EXERCISE DIRECTIONS:
Stop after the line with "Target: green tree"; until then, please copy every line of the records word for word from the first.

MATERIAL TO PROCESS:
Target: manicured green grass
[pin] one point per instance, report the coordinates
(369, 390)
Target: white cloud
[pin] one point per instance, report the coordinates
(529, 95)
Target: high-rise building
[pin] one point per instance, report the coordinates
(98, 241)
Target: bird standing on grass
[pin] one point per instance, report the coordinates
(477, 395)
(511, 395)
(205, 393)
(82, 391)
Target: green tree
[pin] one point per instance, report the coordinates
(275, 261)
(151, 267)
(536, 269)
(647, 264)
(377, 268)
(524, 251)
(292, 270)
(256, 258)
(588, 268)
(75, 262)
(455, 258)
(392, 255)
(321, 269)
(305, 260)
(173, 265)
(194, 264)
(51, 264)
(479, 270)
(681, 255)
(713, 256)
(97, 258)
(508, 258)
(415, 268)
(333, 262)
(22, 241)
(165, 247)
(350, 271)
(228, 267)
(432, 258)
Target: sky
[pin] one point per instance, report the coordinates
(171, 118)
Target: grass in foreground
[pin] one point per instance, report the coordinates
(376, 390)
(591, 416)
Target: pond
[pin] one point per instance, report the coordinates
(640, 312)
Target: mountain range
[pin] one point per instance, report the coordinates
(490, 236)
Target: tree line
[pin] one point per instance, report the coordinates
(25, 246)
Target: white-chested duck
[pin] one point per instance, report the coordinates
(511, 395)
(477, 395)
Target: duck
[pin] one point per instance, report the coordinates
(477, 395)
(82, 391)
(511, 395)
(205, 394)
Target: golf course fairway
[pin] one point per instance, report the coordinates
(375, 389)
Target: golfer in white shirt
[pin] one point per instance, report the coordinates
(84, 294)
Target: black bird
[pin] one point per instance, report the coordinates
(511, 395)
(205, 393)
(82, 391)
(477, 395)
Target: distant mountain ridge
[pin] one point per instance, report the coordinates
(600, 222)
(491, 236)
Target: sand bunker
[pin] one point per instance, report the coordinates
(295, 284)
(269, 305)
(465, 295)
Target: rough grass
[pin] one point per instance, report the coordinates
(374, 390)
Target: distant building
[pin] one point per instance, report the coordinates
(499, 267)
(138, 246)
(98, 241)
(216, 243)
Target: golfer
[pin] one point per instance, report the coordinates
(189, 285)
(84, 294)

WORKED SOLUTION:
Target: manicured green grass
[pin] one point per instance, report the coordinates
(369, 390)
Target: white cloud
[pin] one point per instance, report the coordinates
(529, 95)
Target: high-rise building
[pin] one point per instance, report the coordinates
(98, 241)
Target: bird standing on grass
[pin] one point per instance, report the coordinates
(477, 395)
(511, 395)
(205, 393)
(82, 391)
Target: green tree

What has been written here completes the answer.